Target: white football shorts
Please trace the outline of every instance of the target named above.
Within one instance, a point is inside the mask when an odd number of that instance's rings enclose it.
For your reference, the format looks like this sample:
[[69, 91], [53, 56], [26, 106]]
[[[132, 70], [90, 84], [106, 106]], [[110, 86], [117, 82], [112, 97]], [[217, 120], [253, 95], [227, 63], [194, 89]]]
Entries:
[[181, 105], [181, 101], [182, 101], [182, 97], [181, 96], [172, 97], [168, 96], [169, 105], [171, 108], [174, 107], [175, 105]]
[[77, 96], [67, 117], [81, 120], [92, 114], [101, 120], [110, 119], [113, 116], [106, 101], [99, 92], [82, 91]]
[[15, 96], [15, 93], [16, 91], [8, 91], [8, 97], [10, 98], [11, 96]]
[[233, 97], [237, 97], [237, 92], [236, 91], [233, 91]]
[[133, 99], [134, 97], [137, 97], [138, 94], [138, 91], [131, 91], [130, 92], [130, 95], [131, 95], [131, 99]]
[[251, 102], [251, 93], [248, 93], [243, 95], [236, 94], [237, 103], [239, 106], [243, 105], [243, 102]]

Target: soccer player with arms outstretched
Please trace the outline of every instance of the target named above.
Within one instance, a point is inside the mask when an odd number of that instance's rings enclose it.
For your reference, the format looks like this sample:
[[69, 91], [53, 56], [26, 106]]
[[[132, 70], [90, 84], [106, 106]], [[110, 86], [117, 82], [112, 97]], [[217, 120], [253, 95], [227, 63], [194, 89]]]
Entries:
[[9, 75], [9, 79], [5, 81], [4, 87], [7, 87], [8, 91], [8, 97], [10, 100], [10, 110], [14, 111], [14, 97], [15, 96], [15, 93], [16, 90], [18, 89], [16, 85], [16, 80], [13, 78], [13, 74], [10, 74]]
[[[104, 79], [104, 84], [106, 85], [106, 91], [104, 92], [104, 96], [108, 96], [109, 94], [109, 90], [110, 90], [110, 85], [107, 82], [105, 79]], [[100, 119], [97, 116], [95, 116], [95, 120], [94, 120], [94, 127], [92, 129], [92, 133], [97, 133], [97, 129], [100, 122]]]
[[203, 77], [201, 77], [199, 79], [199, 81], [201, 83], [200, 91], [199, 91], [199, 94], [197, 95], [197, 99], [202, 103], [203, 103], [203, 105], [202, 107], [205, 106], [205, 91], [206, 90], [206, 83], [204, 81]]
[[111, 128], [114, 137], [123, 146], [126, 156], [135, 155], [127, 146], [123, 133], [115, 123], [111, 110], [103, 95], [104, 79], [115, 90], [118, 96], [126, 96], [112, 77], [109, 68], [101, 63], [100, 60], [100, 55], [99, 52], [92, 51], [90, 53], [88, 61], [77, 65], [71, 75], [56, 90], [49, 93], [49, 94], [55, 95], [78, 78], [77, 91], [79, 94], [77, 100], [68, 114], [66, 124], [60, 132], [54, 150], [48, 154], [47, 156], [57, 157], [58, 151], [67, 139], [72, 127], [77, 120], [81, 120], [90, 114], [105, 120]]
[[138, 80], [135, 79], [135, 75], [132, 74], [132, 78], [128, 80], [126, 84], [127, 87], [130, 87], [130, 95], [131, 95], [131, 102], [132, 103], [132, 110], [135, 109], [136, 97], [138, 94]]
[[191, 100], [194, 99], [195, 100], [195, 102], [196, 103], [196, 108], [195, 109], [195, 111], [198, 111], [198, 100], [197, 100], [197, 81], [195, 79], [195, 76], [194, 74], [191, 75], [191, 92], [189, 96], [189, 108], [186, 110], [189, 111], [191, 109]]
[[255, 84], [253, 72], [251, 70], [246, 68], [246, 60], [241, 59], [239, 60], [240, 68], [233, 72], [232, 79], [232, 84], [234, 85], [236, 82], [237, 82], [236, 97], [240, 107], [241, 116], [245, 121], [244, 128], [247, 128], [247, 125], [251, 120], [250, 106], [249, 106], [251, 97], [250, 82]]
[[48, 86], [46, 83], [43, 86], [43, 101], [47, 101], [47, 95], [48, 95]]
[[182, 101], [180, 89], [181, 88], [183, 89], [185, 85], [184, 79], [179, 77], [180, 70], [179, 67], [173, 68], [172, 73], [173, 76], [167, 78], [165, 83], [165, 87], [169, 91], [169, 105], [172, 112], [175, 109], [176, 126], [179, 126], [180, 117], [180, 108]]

Exercise task | Copy all the items above again, changing "outline" to "border" wherever it appears and leaving everything else as it is.

Reply to the exercise |
Target: white football shorts
Please trace the border of every instance of the target named above.
Within one instance, a point is inside the mask when an odd number of that instance's rings enclose it.
For your reference, the format looks like this sample:
[[69, 91], [53, 56], [26, 106]]
[[[132, 70], [90, 84], [106, 106]], [[110, 86], [117, 82], [112, 97]], [[217, 120], [253, 95], [227, 63], [194, 89]]]
Entries:
[[181, 105], [181, 101], [182, 101], [182, 97], [181, 96], [172, 97], [168, 96], [169, 105], [171, 108], [174, 107], [175, 105]]
[[77, 96], [67, 117], [81, 120], [92, 114], [101, 120], [110, 119], [113, 116], [106, 101], [99, 92], [82, 91]]
[[15, 96], [15, 93], [16, 91], [8, 91], [8, 97], [10, 98], [11, 96]]
[[233, 97], [237, 97], [237, 92], [236, 91], [233, 91]]
[[133, 99], [134, 97], [137, 97], [138, 94], [138, 91], [131, 91], [130, 92], [130, 95], [131, 95], [131, 99]]
[[251, 102], [251, 93], [248, 93], [243, 95], [236, 94], [237, 103], [239, 106], [243, 105], [243, 102]]

Target: soccer player with arms outstretched
Please trace the border of every instance of the target named above.
Within one instance, a point is inside the mask when an odd number of that instance's rings enclose it.
For your reference, the format looks like this sample:
[[69, 91], [53, 56], [26, 106]]
[[[132, 70], [90, 84], [106, 106]], [[110, 86], [117, 82], [112, 97]], [[217, 120], [253, 95], [227, 63], [194, 89]]]
Entries:
[[9, 75], [9, 79], [5, 81], [4, 87], [7, 87], [8, 91], [8, 97], [10, 100], [10, 110], [14, 111], [14, 97], [15, 96], [15, 93], [16, 90], [18, 89], [16, 85], [16, 80], [13, 78], [13, 74], [10, 74]]
[[[104, 79], [104, 84], [106, 85], [106, 91], [104, 92], [104, 96], [108, 96], [109, 94], [109, 90], [110, 90], [110, 85], [107, 82], [105, 79]], [[100, 119], [97, 116], [95, 116], [95, 120], [94, 120], [94, 127], [92, 129], [92, 133], [97, 133], [97, 129], [100, 122]]]
[[203, 77], [201, 77], [199, 79], [199, 81], [201, 83], [200, 91], [199, 91], [199, 94], [197, 95], [197, 99], [202, 103], [203, 103], [203, 105], [202, 107], [205, 106], [205, 91], [206, 90], [206, 83], [204, 81]]
[[111, 128], [114, 137], [123, 146], [126, 156], [135, 155], [127, 146], [123, 133], [115, 123], [111, 110], [103, 95], [104, 79], [115, 90], [118, 96], [126, 96], [112, 77], [109, 68], [101, 63], [100, 60], [100, 55], [99, 52], [92, 51], [90, 53], [88, 61], [77, 65], [71, 75], [56, 90], [49, 93], [49, 94], [55, 95], [78, 78], [77, 91], [79, 94], [77, 100], [68, 114], [66, 124], [60, 132], [54, 150], [48, 154], [47, 156], [57, 157], [58, 151], [67, 139], [72, 127], [77, 120], [81, 120], [90, 114], [105, 120]]
[[138, 80], [135, 79], [135, 75], [132, 74], [132, 78], [128, 80], [126, 84], [127, 87], [130, 87], [130, 95], [131, 95], [131, 102], [132, 103], [132, 110], [135, 109], [136, 97], [138, 94]]
[[191, 100], [194, 99], [195, 100], [195, 102], [196, 103], [196, 108], [195, 109], [195, 111], [198, 111], [198, 100], [197, 100], [197, 81], [195, 79], [195, 76], [194, 74], [191, 75], [191, 92], [189, 96], [189, 108], [186, 110], [189, 111], [191, 109]]
[[255, 84], [253, 72], [251, 70], [246, 68], [246, 60], [241, 59], [239, 60], [240, 68], [233, 72], [232, 79], [232, 84], [234, 85], [236, 82], [237, 82], [236, 97], [240, 107], [241, 116], [245, 121], [244, 128], [247, 128], [247, 125], [251, 120], [250, 106], [249, 106], [251, 97], [250, 82]]
[[48, 86], [46, 83], [43, 86], [43, 101], [47, 101], [47, 95], [48, 95]]
[[182, 101], [180, 89], [181, 88], [183, 89], [185, 85], [184, 79], [179, 77], [180, 70], [179, 67], [173, 68], [172, 73], [173, 76], [167, 78], [165, 83], [165, 87], [169, 91], [169, 105], [172, 112], [175, 109], [176, 126], [179, 126], [180, 117], [180, 108]]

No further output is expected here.